● Entries provided
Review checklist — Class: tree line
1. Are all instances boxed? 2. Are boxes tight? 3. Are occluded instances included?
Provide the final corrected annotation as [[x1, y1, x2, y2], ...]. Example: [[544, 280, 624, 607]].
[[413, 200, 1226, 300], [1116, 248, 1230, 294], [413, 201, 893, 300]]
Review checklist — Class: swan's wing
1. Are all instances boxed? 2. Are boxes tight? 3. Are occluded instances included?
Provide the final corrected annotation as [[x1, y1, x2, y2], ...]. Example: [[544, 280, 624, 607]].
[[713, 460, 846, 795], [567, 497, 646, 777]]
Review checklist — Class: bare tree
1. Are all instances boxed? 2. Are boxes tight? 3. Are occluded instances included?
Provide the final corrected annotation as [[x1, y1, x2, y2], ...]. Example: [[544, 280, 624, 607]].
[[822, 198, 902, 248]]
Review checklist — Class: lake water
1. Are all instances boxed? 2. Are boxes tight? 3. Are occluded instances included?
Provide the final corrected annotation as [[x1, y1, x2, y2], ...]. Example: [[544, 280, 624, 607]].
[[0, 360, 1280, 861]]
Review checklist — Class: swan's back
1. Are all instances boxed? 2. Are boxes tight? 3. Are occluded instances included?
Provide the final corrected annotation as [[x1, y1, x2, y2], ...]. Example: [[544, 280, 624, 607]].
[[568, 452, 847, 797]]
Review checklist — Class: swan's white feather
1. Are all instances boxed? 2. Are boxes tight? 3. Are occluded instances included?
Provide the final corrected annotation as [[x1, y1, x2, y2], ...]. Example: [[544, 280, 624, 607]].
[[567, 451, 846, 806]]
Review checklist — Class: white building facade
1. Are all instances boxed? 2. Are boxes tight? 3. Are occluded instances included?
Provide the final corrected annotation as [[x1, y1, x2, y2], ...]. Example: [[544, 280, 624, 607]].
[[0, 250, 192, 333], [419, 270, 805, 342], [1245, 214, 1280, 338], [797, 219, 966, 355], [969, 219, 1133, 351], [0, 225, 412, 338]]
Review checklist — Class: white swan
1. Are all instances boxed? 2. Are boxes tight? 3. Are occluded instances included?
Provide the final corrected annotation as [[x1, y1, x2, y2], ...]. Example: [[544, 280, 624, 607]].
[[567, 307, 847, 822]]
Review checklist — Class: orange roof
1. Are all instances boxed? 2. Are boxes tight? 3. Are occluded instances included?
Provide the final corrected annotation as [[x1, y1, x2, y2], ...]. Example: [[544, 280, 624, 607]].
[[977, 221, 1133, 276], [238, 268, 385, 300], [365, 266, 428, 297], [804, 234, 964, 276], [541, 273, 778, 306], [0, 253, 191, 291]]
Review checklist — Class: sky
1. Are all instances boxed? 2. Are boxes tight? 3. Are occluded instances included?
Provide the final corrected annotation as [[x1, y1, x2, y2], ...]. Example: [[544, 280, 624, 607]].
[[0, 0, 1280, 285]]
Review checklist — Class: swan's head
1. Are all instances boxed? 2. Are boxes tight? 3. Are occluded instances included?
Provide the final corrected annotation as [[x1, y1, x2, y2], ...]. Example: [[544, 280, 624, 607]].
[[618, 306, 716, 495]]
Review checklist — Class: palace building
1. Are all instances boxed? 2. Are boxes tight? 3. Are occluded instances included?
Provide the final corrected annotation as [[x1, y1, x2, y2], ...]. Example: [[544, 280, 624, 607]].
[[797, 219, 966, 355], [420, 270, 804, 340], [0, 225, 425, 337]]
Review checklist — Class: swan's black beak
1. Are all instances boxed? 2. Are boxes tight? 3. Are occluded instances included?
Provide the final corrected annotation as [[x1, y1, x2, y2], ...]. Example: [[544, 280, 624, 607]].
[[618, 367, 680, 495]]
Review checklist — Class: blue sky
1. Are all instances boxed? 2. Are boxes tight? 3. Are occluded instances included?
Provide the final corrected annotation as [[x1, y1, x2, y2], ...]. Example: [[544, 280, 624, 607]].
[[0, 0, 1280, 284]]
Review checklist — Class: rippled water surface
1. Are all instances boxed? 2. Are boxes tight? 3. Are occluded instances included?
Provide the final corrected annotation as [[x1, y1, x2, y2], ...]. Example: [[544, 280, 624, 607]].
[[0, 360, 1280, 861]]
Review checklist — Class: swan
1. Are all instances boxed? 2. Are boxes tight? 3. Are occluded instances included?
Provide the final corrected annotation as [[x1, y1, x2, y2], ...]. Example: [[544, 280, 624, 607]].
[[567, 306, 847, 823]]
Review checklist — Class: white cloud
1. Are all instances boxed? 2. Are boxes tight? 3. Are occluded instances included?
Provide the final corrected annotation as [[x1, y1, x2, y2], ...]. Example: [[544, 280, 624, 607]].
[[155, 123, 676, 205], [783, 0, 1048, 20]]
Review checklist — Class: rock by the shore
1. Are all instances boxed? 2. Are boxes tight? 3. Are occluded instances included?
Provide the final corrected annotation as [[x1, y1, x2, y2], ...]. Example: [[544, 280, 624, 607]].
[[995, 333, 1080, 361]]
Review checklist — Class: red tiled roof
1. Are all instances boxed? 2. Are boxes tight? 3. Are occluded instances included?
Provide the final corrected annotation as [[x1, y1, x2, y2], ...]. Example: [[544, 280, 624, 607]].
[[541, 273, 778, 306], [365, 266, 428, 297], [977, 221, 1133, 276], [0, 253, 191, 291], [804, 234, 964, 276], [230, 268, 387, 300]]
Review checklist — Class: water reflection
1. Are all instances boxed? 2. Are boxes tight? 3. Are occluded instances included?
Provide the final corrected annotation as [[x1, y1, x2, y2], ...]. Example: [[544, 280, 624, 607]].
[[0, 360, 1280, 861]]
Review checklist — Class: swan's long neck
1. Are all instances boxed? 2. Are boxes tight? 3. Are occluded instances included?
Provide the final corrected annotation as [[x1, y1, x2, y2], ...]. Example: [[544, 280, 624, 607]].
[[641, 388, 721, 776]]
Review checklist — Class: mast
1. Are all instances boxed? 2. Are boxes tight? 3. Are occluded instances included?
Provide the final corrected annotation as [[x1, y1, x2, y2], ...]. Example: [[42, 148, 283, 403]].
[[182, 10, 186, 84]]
...
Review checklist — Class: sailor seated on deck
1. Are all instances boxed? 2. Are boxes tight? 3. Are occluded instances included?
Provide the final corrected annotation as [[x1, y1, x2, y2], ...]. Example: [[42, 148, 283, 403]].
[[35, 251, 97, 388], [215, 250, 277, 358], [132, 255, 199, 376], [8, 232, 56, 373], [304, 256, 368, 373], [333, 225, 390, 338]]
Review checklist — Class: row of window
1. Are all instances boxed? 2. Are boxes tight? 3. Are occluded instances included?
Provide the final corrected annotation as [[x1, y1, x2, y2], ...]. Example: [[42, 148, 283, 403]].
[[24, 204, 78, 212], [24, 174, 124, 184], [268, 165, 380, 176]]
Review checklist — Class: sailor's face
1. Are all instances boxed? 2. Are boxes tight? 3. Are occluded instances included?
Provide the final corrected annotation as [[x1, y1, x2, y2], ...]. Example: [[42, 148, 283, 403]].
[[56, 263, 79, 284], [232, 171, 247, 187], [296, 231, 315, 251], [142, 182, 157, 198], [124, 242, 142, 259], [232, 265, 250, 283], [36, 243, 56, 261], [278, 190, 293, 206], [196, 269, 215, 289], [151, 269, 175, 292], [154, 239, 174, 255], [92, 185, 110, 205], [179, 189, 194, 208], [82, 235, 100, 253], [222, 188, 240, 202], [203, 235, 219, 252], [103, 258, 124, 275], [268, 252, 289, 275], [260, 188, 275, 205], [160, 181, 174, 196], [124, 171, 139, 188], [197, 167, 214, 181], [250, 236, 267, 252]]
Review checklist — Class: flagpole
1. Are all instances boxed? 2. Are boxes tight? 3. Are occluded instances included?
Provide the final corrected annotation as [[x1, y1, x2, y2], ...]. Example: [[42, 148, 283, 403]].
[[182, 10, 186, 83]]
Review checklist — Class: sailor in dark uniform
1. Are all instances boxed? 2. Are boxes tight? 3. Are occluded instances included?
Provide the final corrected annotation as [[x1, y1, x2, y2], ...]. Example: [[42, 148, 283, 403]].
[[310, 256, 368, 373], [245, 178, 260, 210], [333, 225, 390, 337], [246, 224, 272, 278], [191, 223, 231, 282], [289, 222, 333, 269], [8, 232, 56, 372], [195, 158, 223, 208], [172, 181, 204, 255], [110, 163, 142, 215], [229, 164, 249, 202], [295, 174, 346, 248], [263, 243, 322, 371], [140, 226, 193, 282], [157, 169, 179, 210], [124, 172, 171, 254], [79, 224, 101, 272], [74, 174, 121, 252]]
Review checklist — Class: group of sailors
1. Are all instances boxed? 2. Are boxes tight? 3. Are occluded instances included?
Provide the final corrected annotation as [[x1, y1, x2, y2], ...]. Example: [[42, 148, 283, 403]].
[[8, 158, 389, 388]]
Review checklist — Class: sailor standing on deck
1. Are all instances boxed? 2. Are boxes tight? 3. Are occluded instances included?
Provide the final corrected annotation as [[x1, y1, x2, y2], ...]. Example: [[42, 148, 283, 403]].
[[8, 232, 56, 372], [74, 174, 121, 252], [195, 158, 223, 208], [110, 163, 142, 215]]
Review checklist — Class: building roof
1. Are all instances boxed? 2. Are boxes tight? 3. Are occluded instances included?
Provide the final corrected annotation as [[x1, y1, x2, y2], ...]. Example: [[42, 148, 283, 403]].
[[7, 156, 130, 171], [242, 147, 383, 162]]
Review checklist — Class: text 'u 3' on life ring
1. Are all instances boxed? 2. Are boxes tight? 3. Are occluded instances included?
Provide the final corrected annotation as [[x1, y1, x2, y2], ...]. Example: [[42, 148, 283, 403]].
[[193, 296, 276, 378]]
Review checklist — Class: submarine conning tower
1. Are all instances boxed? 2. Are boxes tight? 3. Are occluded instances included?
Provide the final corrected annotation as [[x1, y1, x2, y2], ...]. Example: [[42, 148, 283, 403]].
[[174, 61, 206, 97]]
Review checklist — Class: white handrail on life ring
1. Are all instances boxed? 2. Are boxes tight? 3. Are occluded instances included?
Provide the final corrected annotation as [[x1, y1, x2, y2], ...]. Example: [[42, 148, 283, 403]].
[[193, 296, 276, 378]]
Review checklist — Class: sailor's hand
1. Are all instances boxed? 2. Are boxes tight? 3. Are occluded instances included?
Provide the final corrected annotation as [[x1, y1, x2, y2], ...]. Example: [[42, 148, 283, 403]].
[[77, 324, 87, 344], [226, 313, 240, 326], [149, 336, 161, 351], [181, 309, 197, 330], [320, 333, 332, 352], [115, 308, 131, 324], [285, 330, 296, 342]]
...
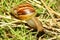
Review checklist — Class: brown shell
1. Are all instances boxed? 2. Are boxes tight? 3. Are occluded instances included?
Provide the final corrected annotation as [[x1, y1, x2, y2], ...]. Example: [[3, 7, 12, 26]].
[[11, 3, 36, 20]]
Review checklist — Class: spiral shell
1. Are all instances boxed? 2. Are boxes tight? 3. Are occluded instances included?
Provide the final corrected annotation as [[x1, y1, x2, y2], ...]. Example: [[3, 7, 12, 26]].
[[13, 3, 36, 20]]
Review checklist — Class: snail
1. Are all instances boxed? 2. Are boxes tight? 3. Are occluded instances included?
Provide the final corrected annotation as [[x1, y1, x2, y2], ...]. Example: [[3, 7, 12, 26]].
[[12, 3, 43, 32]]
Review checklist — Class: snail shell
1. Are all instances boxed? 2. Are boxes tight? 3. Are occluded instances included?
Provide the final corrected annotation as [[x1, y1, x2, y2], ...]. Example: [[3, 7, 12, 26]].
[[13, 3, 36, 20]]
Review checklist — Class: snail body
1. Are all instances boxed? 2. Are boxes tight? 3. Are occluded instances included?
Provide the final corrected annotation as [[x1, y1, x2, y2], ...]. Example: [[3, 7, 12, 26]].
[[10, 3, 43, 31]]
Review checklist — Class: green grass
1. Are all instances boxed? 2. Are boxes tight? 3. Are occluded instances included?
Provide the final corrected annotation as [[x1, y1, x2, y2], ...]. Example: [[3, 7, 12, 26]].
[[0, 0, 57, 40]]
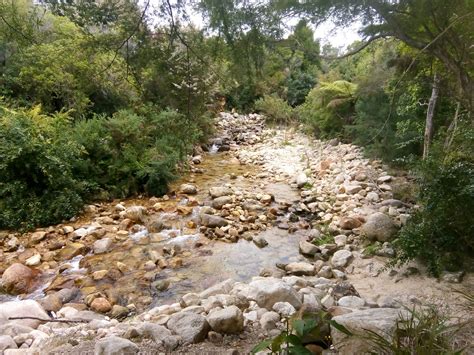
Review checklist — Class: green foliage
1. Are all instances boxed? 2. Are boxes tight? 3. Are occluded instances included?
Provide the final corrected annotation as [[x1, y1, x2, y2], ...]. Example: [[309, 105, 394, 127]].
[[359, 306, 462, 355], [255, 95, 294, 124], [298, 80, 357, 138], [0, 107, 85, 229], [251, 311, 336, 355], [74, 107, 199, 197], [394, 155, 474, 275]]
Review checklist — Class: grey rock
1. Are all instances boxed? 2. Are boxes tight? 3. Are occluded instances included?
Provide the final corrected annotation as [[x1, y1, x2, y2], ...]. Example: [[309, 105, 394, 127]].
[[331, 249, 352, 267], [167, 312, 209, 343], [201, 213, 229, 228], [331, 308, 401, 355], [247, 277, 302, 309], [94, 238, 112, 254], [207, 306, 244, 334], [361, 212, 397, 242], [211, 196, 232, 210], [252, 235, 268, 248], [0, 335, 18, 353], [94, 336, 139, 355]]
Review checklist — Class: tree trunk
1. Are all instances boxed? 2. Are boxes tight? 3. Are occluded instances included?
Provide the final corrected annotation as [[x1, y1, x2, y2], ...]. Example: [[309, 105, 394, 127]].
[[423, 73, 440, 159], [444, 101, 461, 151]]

● Stated exercise
Reproduce the records verbatim from the line containing "Review checklist — Class: red tiled roof" down to the line containing "[[182, 10, 186, 84]]", keeping both of those lines.

● Written reply
Review checklist — Class: red tiled roof
1. Are all instances boxed? 2. Are boxes tight? 3. Are occluded instances included?
Provide the final corrected annotation as [[x1, y1, x2, y2], ...]. Example: [[544, 280, 624, 607]].
[[541, 273, 778, 306], [365, 266, 428, 297], [977, 221, 1133, 276], [0, 253, 191, 291], [804, 234, 964, 276], [230, 268, 387, 300]]
Review checklist — Class: water reflection
1. Are all instances boxed? 2. Are boxes tight? 3. Are occluded instances included?
Provide the final corrected annotation as [[x1, y1, x2, y2], ...]. Example: [[544, 280, 624, 607]].
[[0, 360, 1280, 861]]
Review checklist — Class: swan's long neck
1. Are all instances boxed? 2. Are boxes tight? 3. Are occluded instances included?
Provide the final corrected annotation as [[x1, y1, x2, y2], ...]. Example: [[544, 280, 624, 607]].
[[641, 388, 721, 776]]
Review checklist — Class: mast
1. Are all instances boxed? 2. Are boxes tight? 3. Are occluded instances included?
Provide the final corrected annotation as [[x1, y1, x2, y2], ...]. Example: [[42, 148, 283, 403]].
[[182, 10, 186, 84]]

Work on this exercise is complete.